Extract every line of the entries below and reproduce each one character for character.

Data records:
◆ ◆ ◆

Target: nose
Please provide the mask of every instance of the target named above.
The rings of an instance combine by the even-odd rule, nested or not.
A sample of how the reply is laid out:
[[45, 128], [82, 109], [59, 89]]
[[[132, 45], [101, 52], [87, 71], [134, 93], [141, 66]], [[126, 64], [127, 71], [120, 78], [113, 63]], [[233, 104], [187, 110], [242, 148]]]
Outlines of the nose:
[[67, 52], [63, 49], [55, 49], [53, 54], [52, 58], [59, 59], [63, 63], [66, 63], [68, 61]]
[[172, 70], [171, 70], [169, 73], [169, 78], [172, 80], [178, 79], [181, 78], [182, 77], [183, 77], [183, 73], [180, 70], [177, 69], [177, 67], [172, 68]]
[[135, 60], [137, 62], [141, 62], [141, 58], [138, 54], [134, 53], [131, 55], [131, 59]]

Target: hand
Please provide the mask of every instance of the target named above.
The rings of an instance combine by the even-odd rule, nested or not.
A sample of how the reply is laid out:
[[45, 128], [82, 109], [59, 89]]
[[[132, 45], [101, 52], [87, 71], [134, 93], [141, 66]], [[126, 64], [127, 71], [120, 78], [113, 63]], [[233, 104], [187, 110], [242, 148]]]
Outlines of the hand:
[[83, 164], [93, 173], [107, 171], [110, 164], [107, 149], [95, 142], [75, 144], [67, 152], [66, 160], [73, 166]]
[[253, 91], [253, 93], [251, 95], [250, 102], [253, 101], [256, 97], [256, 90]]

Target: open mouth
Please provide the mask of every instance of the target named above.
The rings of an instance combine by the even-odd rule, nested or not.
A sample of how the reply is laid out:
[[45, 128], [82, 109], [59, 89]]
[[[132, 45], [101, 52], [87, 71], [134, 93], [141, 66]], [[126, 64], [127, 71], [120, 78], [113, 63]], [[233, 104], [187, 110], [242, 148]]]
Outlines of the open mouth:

◆ ◆ ◆

Result of this exercise:
Target: nose
Please provide the mask of every instance of the target named above.
The rings of an instance combine by the even-odd rule, nested or not.
A sample of how the reply is laid out:
[[45, 128], [82, 109], [59, 89]]
[[[132, 45], [101, 52], [87, 71], [134, 93], [141, 66]], [[126, 64], [127, 71], [120, 78], [113, 63]], [[233, 104], [187, 110], [242, 148]]]
Outlines of the nose:
[[67, 52], [63, 49], [55, 49], [53, 54], [52, 58], [59, 59], [63, 63], [66, 63], [68, 61]]
[[172, 70], [171, 70], [169, 73], [169, 78], [172, 80], [178, 79], [181, 78], [182, 77], [183, 77], [183, 73], [180, 70], [177, 69], [177, 67], [172, 68]]
[[135, 60], [137, 62], [141, 62], [141, 58], [138, 54], [134, 53], [131, 55], [131, 59]]

Target: hand
Please provide the mask of every instance of the target named above.
The rings of an instance combine by the even-odd rule, nested or not.
A sample of how the reply is laid out:
[[45, 128], [82, 109], [59, 89]]
[[[132, 45], [101, 52], [87, 71], [134, 93], [141, 66]], [[126, 64], [127, 71], [120, 78], [113, 63]], [[233, 104], [187, 110], [242, 148]]]
Outlines of the hand:
[[83, 164], [93, 173], [107, 171], [110, 164], [107, 149], [95, 142], [75, 144], [67, 152], [66, 160], [73, 166]]
[[253, 91], [253, 93], [251, 95], [250, 102], [253, 101], [256, 97], [256, 90]]

Target: open mouth
Please provide the mask of every instance of the target named above.
The rings of an instance combine by the even-odd rule, nested or not.
A sample of how the reply is laid out:
[[45, 128], [82, 109], [59, 89]]
[[[132, 45], [101, 52], [87, 71], [134, 93], [141, 66]], [[126, 64], [127, 71], [120, 78], [113, 63]], [[233, 104], [187, 110], [242, 148]]]
Outlines of the open mouth:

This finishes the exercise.